Supplied data:

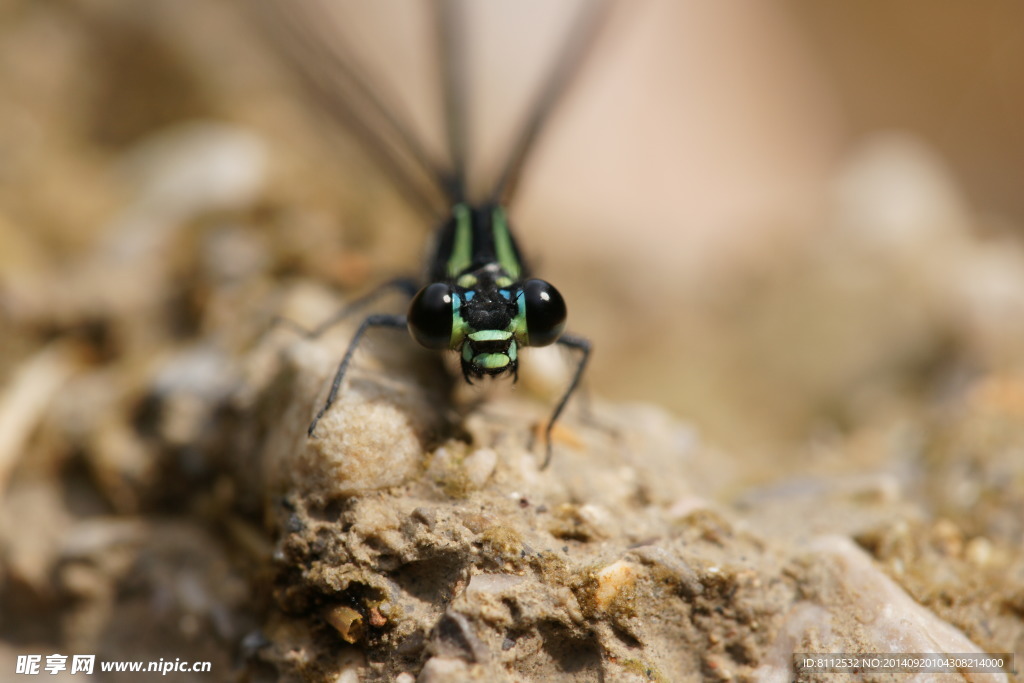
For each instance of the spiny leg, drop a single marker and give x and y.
(406, 286)
(582, 345)
(377, 321)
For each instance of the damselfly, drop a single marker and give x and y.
(480, 299)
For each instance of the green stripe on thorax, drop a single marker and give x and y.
(503, 244)
(462, 246)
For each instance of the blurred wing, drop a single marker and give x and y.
(577, 44)
(479, 90)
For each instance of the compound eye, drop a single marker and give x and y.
(430, 316)
(545, 312)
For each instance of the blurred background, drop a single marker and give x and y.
(790, 223)
(773, 219)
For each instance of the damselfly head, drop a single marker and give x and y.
(486, 324)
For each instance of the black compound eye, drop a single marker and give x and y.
(545, 312)
(430, 316)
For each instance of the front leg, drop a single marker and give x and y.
(377, 321)
(582, 345)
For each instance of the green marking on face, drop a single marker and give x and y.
(460, 329)
(518, 325)
(503, 245)
(462, 247)
(492, 360)
(491, 335)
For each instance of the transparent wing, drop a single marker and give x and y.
(451, 96)
(318, 41)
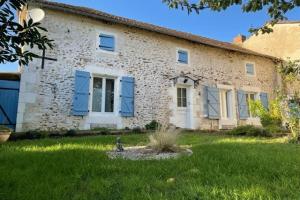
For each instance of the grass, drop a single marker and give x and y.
(221, 167)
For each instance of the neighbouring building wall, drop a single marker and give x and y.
(46, 94)
(283, 42)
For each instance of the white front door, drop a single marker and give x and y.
(183, 107)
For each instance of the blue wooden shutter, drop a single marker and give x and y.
(229, 103)
(213, 102)
(127, 97)
(242, 105)
(264, 100)
(81, 95)
(107, 42)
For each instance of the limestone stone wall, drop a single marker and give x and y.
(283, 42)
(46, 94)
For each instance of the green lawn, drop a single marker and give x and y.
(220, 168)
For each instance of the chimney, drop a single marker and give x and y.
(239, 39)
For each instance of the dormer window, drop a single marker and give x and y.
(107, 42)
(182, 56)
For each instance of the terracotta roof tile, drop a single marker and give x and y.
(99, 15)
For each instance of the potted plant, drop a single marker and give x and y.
(4, 133)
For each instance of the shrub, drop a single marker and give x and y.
(137, 130)
(271, 117)
(153, 125)
(249, 130)
(4, 129)
(164, 140)
(71, 133)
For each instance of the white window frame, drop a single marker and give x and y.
(177, 56)
(254, 69)
(104, 78)
(98, 33)
(186, 97)
(232, 121)
(223, 105)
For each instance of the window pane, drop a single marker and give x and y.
(109, 95)
(183, 102)
(183, 97)
(252, 97)
(107, 42)
(179, 102)
(183, 56)
(97, 95)
(250, 69)
(183, 92)
(228, 103)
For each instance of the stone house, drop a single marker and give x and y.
(117, 72)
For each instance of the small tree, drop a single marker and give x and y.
(290, 104)
(14, 36)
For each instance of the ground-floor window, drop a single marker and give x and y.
(226, 104)
(250, 96)
(103, 94)
(181, 97)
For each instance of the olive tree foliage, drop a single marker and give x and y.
(14, 36)
(276, 9)
(290, 105)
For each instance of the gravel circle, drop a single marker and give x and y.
(144, 153)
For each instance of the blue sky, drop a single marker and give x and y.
(217, 25)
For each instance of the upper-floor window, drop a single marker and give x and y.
(250, 96)
(181, 97)
(103, 94)
(250, 69)
(183, 56)
(107, 42)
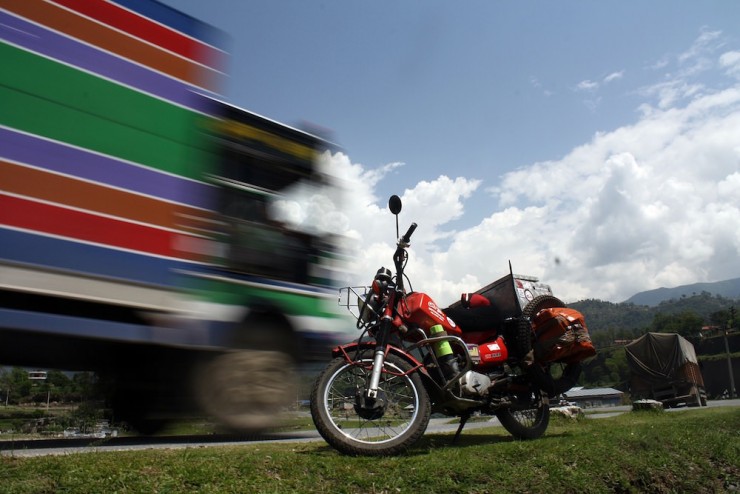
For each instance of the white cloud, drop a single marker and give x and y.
(730, 61)
(655, 203)
(587, 85)
(614, 76)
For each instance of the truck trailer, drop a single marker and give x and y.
(665, 368)
(135, 234)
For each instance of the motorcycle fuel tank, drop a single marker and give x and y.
(419, 308)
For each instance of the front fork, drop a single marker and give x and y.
(379, 358)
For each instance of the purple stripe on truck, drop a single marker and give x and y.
(54, 156)
(50, 44)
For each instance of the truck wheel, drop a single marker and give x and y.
(247, 390)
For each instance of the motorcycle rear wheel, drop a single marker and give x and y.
(528, 417)
(347, 424)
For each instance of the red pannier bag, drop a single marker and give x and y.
(560, 335)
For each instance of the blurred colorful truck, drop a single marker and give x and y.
(134, 234)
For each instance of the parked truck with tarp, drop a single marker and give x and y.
(135, 234)
(665, 368)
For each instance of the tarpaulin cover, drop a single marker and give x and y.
(659, 355)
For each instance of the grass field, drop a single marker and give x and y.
(690, 451)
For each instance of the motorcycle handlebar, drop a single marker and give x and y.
(407, 236)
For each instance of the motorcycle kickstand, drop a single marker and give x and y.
(463, 420)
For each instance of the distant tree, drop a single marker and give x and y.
(18, 385)
(685, 323)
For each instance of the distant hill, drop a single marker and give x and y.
(728, 289)
(601, 315)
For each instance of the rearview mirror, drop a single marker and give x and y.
(394, 204)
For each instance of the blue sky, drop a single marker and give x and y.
(578, 139)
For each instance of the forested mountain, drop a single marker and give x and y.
(727, 288)
(613, 325)
(704, 309)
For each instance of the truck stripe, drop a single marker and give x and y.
(148, 131)
(51, 187)
(135, 24)
(96, 34)
(69, 160)
(66, 50)
(176, 20)
(75, 256)
(78, 225)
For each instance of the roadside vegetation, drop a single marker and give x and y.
(643, 452)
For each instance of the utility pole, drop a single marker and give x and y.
(730, 325)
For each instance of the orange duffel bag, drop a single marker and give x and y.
(560, 335)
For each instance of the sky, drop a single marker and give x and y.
(595, 145)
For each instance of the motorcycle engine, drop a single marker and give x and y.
(475, 383)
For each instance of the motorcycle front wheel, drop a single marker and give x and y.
(354, 425)
(528, 416)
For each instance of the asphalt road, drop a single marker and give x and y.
(41, 447)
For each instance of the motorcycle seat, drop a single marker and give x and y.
(475, 319)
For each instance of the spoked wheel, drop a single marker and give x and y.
(528, 416)
(357, 425)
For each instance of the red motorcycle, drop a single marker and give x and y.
(503, 351)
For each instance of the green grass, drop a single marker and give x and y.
(689, 451)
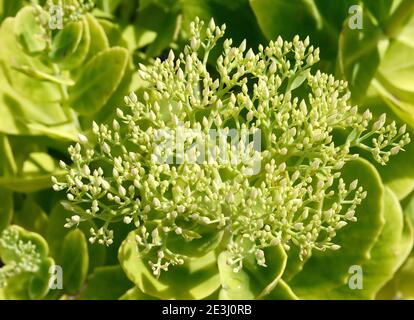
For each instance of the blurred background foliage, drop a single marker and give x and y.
(49, 92)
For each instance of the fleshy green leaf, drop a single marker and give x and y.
(6, 208)
(57, 232)
(253, 281)
(29, 31)
(325, 271)
(106, 283)
(67, 41)
(98, 80)
(384, 258)
(196, 279)
(74, 261)
(99, 40)
(25, 284)
(31, 217)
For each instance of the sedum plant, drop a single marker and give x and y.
(265, 204)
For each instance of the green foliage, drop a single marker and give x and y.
(220, 234)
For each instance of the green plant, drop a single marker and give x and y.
(187, 208)
(62, 82)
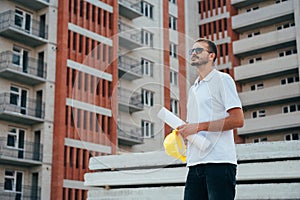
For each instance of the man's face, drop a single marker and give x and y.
(199, 57)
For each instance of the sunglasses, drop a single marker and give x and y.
(198, 50)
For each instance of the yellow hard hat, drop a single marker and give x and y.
(174, 146)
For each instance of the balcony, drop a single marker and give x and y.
(243, 3)
(129, 9)
(270, 123)
(263, 17)
(33, 4)
(129, 68)
(266, 42)
(30, 155)
(30, 71)
(29, 32)
(271, 95)
(129, 101)
(129, 134)
(264, 69)
(11, 110)
(26, 192)
(129, 37)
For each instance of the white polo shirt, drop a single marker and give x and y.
(209, 100)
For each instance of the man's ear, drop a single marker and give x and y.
(212, 56)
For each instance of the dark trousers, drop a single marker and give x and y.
(213, 181)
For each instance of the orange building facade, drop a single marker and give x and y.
(85, 102)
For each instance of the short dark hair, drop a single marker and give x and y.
(211, 46)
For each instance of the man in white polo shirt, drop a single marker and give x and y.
(213, 111)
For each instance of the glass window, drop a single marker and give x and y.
(147, 97)
(175, 106)
(147, 9)
(173, 77)
(147, 129)
(172, 22)
(147, 67)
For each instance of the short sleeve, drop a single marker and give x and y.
(229, 93)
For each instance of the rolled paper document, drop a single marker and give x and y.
(172, 120)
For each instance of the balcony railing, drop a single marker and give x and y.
(129, 68)
(30, 151)
(33, 112)
(130, 9)
(129, 134)
(129, 100)
(33, 4)
(31, 70)
(32, 33)
(129, 37)
(287, 121)
(26, 192)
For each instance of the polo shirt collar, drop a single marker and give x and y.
(207, 78)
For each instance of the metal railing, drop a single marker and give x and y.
(130, 132)
(8, 19)
(31, 150)
(136, 5)
(33, 108)
(27, 192)
(130, 64)
(130, 32)
(130, 97)
(33, 66)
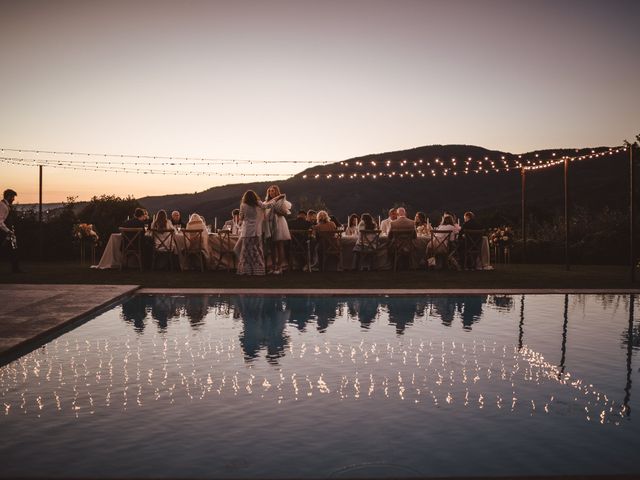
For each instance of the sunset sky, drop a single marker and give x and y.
(304, 80)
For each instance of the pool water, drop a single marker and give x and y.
(330, 386)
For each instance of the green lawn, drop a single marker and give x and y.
(504, 276)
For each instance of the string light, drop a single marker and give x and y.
(157, 165)
(122, 169)
(197, 160)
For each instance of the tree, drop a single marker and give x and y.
(107, 212)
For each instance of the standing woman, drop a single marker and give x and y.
(251, 256)
(352, 228)
(276, 229)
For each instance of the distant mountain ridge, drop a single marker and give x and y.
(594, 181)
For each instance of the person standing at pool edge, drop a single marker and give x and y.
(276, 230)
(8, 239)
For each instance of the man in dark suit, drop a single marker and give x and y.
(8, 240)
(176, 219)
(470, 224)
(139, 220)
(298, 240)
(300, 222)
(402, 224)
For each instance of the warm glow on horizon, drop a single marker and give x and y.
(305, 81)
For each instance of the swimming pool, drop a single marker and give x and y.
(330, 386)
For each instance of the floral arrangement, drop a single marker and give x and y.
(85, 232)
(501, 237)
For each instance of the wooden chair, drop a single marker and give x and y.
(131, 246)
(300, 248)
(440, 246)
(193, 247)
(329, 247)
(471, 247)
(369, 241)
(163, 245)
(226, 250)
(401, 246)
(87, 248)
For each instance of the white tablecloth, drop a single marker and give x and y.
(112, 256)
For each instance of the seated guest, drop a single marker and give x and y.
(324, 223)
(147, 219)
(138, 220)
(444, 230)
(366, 223)
(352, 228)
(402, 224)
(385, 225)
(196, 222)
(176, 219)
(234, 223)
(335, 221)
(447, 225)
(312, 217)
(300, 222)
(470, 223)
(161, 222)
(423, 228)
(455, 222)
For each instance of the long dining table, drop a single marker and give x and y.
(112, 256)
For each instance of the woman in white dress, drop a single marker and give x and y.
(252, 219)
(423, 228)
(276, 229)
(352, 227)
(162, 222)
(196, 222)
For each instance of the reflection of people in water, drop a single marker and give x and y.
(327, 309)
(445, 307)
(300, 310)
(162, 310)
(472, 310)
(401, 312)
(134, 311)
(263, 320)
(196, 308)
(367, 311)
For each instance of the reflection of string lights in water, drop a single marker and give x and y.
(86, 377)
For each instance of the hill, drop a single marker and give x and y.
(594, 183)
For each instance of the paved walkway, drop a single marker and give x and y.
(31, 312)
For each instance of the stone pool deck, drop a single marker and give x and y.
(29, 313)
(32, 313)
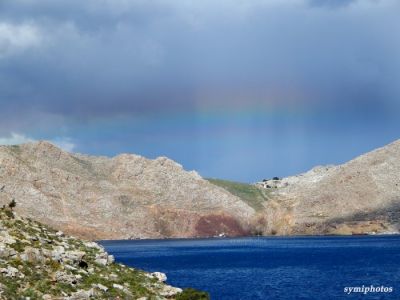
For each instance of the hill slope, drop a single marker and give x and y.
(126, 196)
(361, 196)
(37, 262)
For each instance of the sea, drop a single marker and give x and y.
(305, 267)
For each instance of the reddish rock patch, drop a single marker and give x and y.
(214, 225)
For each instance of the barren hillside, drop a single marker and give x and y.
(361, 196)
(126, 196)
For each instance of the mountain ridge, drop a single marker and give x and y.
(126, 196)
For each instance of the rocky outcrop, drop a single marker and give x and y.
(37, 262)
(358, 197)
(123, 197)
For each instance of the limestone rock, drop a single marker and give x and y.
(127, 196)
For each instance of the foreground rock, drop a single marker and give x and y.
(123, 197)
(37, 262)
(359, 197)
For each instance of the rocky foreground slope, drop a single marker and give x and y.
(127, 196)
(37, 262)
(358, 197)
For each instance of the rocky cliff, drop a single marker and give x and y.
(129, 196)
(37, 262)
(123, 197)
(358, 197)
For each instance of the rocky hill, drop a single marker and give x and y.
(127, 196)
(358, 197)
(37, 262)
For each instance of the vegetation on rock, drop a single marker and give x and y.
(37, 262)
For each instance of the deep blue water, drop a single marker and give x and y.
(271, 268)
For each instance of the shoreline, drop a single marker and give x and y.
(253, 237)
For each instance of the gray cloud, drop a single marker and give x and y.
(106, 58)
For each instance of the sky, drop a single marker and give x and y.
(240, 90)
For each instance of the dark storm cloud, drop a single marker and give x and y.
(88, 59)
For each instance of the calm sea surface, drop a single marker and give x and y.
(271, 268)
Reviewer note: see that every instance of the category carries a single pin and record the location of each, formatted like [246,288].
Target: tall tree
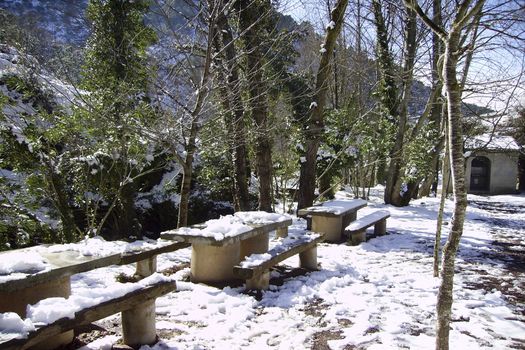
[233,108]
[253,24]
[395,102]
[116,74]
[452,37]
[314,123]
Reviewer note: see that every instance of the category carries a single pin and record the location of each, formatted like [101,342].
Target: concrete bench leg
[282,232]
[255,245]
[358,237]
[260,282]
[380,228]
[330,226]
[138,324]
[308,259]
[348,218]
[17,302]
[213,264]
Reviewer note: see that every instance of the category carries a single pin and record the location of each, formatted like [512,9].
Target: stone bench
[255,269]
[137,321]
[220,244]
[331,217]
[356,230]
[138,308]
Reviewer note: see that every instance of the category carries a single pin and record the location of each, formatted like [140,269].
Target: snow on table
[368,220]
[334,208]
[49,310]
[283,245]
[229,228]
[23,268]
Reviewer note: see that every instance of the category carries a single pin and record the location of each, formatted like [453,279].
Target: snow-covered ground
[378,295]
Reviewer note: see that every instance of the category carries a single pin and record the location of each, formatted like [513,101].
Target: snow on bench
[230,228]
[255,268]
[52,317]
[41,275]
[357,228]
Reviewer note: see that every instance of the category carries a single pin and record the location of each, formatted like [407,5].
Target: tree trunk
[464,12]
[234,109]
[396,192]
[315,124]
[250,22]
[195,115]
[444,193]
[455,139]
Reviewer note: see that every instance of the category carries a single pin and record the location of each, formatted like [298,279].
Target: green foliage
[418,153]
[357,143]
[215,170]
[116,54]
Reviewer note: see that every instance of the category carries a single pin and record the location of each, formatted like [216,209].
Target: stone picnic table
[32,274]
[218,245]
[331,217]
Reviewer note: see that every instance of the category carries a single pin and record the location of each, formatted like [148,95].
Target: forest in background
[126,118]
[172,112]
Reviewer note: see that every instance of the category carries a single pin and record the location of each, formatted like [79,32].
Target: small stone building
[492,165]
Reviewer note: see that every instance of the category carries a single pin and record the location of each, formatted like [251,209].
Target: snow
[12,326]
[51,309]
[260,217]
[330,25]
[21,262]
[378,295]
[226,226]
[337,207]
[367,220]
[492,142]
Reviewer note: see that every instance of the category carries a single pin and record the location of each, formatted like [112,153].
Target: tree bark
[395,193]
[250,21]
[465,11]
[315,124]
[195,115]
[233,107]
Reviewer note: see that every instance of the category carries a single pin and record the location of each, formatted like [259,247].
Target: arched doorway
[480,174]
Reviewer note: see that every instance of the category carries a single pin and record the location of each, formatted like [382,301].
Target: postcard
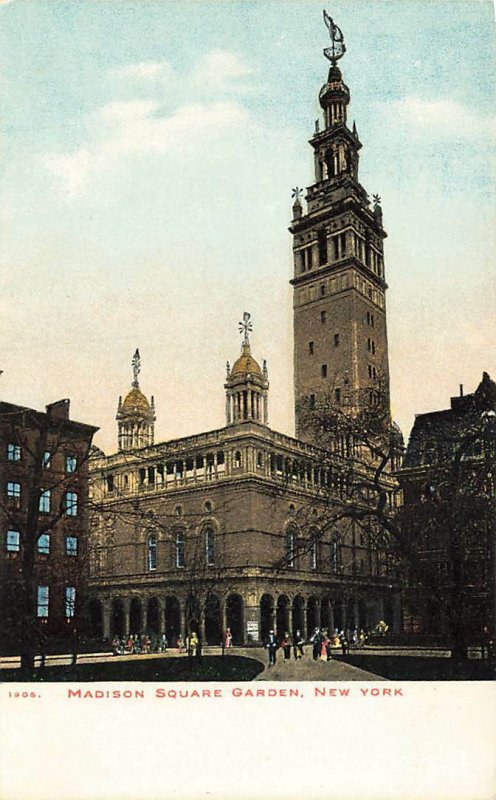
[248,410]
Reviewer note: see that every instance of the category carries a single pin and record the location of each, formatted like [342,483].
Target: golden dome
[135,399]
[246,364]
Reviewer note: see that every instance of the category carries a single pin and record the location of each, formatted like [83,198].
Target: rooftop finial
[246,327]
[136,362]
[338,47]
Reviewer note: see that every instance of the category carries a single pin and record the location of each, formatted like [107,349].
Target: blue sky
[147,155]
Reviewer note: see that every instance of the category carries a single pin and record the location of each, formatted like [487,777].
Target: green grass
[210,668]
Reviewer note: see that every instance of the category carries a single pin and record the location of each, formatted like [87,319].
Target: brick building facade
[44,522]
[228,528]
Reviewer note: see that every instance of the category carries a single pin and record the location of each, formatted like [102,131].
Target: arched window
[312,551]
[289,544]
[210,546]
[180,549]
[152,551]
[334,555]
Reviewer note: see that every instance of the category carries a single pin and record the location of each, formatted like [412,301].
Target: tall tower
[135,416]
[246,385]
[340,337]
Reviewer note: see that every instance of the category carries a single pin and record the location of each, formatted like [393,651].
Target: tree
[437,545]
[43,511]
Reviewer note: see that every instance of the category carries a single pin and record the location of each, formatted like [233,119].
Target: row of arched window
[208,535]
[294,550]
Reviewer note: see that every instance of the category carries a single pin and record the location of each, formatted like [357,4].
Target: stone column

Exercise description: Extract the closing run of lines, starting with the one containing "formatted like [102,131]." and ending at the last, exactly as written.

Result of the task:
Reviewer note: see that every instance of the category carries a single pin and record the location of each, formatted like [102,131].
Target: arched window
[312,551]
[289,544]
[210,546]
[180,549]
[152,551]
[334,555]
Reviewer note: see that every instance of the category carries a single pin and record the location of each, formatted like [412,301].
Target: tall tower
[135,416]
[246,385]
[340,337]
Reviewer note: see that every instance of the category carries a single pin and record the location of each, formatted like [393,651].
Target: tree
[437,545]
[43,511]
Reviewer note: see that every instance of the category carries a single pin and record the location of each, formatted like [233,119].
Target: row of arched window
[208,535]
[294,550]
Reviewer note: see that every instance of the category carries a single pin and record the location of each, formatted like [357,4].
Target: stone column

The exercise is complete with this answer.